--- Exercise directions ---
Copy out the stretch of data from the line containing "Task: Indicate the long" through the end of the data, switching "Indicate" to "Mark" and leaving everything else unchanged.

--- Dataset ---

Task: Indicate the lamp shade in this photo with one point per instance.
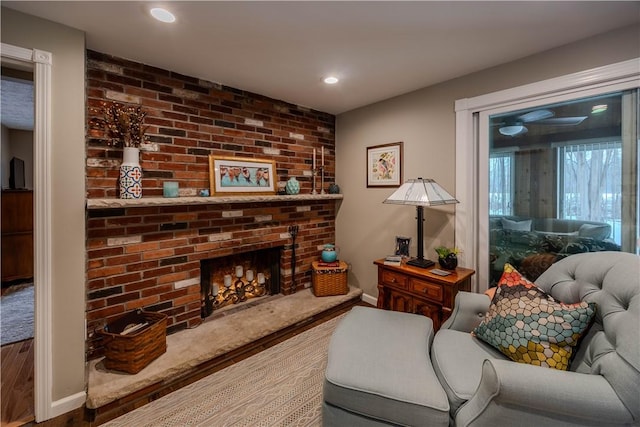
(421, 192)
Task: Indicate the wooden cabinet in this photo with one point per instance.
(417, 290)
(17, 235)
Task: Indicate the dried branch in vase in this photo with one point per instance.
(122, 125)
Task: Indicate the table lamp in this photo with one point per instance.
(420, 193)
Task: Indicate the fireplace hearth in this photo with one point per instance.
(237, 278)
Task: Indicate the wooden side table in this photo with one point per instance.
(418, 290)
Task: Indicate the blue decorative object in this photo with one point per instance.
(293, 186)
(170, 189)
(329, 253)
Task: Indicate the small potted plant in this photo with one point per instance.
(447, 257)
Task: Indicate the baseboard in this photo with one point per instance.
(369, 299)
(67, 404)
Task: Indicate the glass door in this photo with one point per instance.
(562, 178)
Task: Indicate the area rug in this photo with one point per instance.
(280, 386)
(16, 315)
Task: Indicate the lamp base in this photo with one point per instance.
(420, 262)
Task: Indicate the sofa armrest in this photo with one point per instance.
(468, 311)
(535, 395)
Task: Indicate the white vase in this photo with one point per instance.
(131, 174)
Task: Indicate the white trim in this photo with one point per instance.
(469, 231)
(67, 404)
(43, 363)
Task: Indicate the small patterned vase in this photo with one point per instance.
(131, 174)
(293, 186)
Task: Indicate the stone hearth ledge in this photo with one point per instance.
(191, 347)
(216, 200)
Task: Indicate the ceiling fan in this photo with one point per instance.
(515, 126)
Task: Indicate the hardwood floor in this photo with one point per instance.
(17, 362)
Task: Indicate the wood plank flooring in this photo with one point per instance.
(17, 362)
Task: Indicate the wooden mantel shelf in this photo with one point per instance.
(183, 201)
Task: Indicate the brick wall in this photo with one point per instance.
(149, 257)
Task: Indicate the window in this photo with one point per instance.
(532, 122)
(501, 184)
(590, 187)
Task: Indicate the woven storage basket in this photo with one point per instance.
(329, 280)
(133, 352)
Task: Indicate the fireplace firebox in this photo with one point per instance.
(234, 279)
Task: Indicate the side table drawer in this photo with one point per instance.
(430, 290)
(392, 278)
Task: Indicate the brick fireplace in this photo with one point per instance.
(147, 254)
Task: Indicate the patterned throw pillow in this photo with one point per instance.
(529, 326)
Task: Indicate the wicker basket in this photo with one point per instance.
(132, 352)
(329, 280)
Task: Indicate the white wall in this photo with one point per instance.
(425, 121)
(68, 189)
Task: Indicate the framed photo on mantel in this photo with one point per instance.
(384, 165)
(241, 176)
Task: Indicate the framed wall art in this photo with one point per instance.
(402, 246)
(236, 175)
(384, 165)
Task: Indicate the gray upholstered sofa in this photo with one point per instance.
(518, 240)
(388, 368)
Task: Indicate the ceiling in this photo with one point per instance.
(378, 49)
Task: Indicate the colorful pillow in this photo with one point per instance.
(529, 326)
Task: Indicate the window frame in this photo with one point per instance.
(472, 125)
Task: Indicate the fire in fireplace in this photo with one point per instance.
(236, 278)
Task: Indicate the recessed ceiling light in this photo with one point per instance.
(598, 108)
(162, 15)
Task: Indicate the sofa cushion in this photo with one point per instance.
(378, 366)
(508, 224)
(611, 347)
(599, 232)
(457, 360)
(529, 326)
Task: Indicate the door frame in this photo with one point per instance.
(471, 221)
(43, 373)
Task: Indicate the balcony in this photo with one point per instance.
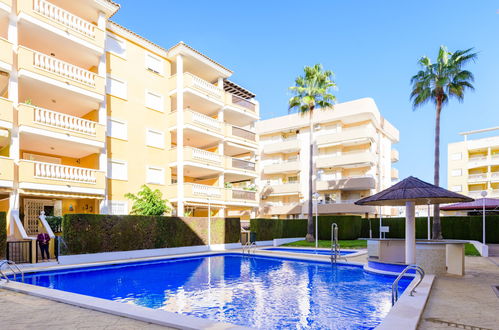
(350, 183)
(282, 208)
(346, 136)
(65, 23)
(240, 103)
(241, 134)
(65, 74)
(55, 177)
(6, 113)
(478, 177)
(346, 160)
(6, 54)
(282, 189)
(282, 167)
(394, 174)
(395, 156)
(60, 123)
(282, 146)
(6, 172)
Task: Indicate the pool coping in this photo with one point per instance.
(179, 321)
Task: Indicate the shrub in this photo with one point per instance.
(3, 234)
(148, 202)
(93, 233)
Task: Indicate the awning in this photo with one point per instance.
(57, 194)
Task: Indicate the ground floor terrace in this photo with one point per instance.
(454, 302)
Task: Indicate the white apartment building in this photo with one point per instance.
(353, 158)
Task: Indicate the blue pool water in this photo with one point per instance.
(311, 251)
(255, 291)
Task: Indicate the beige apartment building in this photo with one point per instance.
(473, 164)
(353, 157)
(90, 111)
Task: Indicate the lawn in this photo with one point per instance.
(352, 244)
(470, 250)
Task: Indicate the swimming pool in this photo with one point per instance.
(311, 251)
(254, 291)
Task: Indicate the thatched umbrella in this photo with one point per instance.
(410, 192)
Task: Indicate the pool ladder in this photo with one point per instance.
(395, 285)
(14, 269)
(248, 246)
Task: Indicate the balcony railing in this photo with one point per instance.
(64, 121)
(66, 173)
(204, 155)
(243, 164)
(208, 191)
(244, 194)
(64, 69)
(201, 119)
(64, 17)
(243, 103)
(242, 133)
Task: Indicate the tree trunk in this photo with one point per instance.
(437, 228)
(310, 223)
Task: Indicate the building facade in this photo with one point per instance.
(473, 164)
(90, 111)
(353, 158)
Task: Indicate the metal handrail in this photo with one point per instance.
(9, 264)
(395, 288)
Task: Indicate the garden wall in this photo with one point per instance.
(94, 233)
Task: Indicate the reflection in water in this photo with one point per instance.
(254, 291)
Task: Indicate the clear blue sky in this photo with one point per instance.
(372, 46)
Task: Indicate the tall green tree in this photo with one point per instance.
(437, 83)
(148, 202)
(312, 90)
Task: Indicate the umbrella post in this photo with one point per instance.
(410, 233)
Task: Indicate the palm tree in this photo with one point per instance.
(312, 91)
(437, 82)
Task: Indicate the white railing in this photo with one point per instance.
(64, 121)
(64, 69)
(477, 177)
(206, 155)
(64, 17)
(206, 86)
(207, 121)
(63, 172)
(201, 189)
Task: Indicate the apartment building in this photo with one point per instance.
(473, 164)
(353, 158)
(90, 111)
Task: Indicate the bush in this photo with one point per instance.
(93, 233)
(3, 234)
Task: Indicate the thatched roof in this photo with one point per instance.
(490, 204)
(414, 190)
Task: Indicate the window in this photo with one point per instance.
(116, 87)
(117, 128)
(115, 45)
(154, 63)
(117, 169)
(155, 175)
(155, 138)
(118, 207)
(154, 101)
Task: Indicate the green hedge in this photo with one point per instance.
(3, 234)
(93, 233)
(268, 229)
(453, 227)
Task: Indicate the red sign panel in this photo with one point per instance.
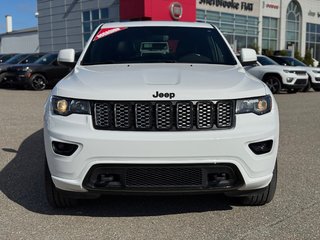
(158, 10)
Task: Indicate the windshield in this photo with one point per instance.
(47, 59)
(32, 58)
(16, 59)
(263, 60)
(4, 58)
(293, 62)
(158, 44)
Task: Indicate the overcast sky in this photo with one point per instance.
(22, 12)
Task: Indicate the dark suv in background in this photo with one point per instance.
(16, 59)
(44, 72)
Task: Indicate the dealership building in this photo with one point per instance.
(259, 24)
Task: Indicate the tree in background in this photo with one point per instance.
(297, 55)
(308, 58)
(283, 53)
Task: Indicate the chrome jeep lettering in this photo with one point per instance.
(163, 95)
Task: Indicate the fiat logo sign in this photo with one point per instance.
(176, 10)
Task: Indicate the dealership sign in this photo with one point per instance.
(176, 10)
(231, 4)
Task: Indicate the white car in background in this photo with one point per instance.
(278, 77)
(160, 107)
(313, 73)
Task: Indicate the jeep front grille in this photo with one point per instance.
(163, 115)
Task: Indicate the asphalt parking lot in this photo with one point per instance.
(24, 213)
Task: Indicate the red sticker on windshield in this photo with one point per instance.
(106, 32)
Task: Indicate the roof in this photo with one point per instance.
(156, 24)
(21, 31)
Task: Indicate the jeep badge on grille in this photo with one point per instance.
(163, 95)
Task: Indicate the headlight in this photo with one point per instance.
(259, 105)
(67, 106)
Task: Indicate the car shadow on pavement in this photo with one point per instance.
(22, 181)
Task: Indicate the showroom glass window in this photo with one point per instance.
(270, 33)
(91, 20)
(294, 14)
(240, 30)
(313, 39)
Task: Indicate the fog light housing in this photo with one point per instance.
(65, 149)
(261, 147)
(290, 79)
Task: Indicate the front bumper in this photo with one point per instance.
(123, 148)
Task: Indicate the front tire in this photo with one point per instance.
(292, 90)
(261, 196)
(317, 89)
(307, 88)
(37, 82)
(56, 198)
(274, 84)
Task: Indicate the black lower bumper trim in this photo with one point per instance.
(163, 178)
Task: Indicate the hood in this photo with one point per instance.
(159, 82)
(19, 67)
(313, 69)
(281, 67)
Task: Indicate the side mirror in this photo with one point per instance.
(248, 56)
(66, 57)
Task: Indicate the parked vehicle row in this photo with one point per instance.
(35, 71)
(284, 73)
(313, 72)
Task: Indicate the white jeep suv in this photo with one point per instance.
(162, 108)
(278, 77)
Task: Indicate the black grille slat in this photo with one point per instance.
(301, 81)
(122, 115)
(224, 114)
(103, 115)
(184, 115)
(163, 177)
(163, 115)
(205, 114)
(143, 116)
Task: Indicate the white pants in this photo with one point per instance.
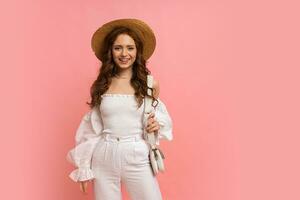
(123, 159)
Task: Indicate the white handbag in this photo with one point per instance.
(156, 156)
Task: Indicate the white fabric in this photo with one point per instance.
(123, 161)
(91, 128)
(121, 115)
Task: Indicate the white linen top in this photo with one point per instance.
(120, 114)
(107, 119)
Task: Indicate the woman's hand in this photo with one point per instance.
(83, 186)
(152, 124)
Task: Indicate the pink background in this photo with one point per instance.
(228, 72)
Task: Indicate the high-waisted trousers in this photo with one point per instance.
(123, 159)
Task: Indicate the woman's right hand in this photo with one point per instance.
(83, 186)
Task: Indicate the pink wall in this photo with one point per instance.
(229, 74)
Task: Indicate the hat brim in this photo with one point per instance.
(141, 28)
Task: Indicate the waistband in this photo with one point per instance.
(127, 138)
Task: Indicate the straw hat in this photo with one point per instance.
(141, 28)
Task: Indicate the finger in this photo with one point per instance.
(151, 115)
(85, 186)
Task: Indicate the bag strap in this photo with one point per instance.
(148, 108)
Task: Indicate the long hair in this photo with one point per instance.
(109, 69)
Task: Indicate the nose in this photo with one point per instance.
(124, 52)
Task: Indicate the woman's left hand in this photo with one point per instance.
(152, 124)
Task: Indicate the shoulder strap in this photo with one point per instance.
(150, 138)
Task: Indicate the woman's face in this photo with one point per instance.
(124, 51)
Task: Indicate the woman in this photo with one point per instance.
(110, 147)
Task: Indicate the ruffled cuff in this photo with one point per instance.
(164, 120)
(81, 174)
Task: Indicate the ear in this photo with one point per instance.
(155, 88)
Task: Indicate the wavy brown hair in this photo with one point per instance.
(109, 69)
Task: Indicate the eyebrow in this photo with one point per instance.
(118, 45)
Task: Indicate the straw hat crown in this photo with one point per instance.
(144, 32)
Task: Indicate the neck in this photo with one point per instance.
(124, 73)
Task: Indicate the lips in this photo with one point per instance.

--- Worked solution ---
Task: Mark the long hair in this photo with one point per instance.
(109, 69)
Task: Mark the nose in this photo with one point per instance.
(124, 52)
Task: Mark the woman's left hand in this photo with one point per instance.
(152, 124)
Task: Mark the shoulder strap in this photo with one point per instance.
(150, 138)
Task: Mark the woman's face in this photo with one point per instance.
(124, 51)
Task: Mark the woman in this photo with one point per instance.
(110, 147)
Task: Mark the ruffled cuff in this photo with one point per instance.
(164, 120)
(81, 174)
Task: Mark the ear in this photo with one point per instance.
(155, 88)
Task: Mark the wavy brown hair in this photo with one point per instance.
(109, 69)
Task: Mark the eyebrow in this photo with one point per instance.
(118, 45)
Task: Mark the straw hat crown in this photo with one point per instance.
(144, 32)
Task: Mark the neck in this photo with one point per instance.
(124, 73)
Task: Mark the lips in this photo with one point per instance.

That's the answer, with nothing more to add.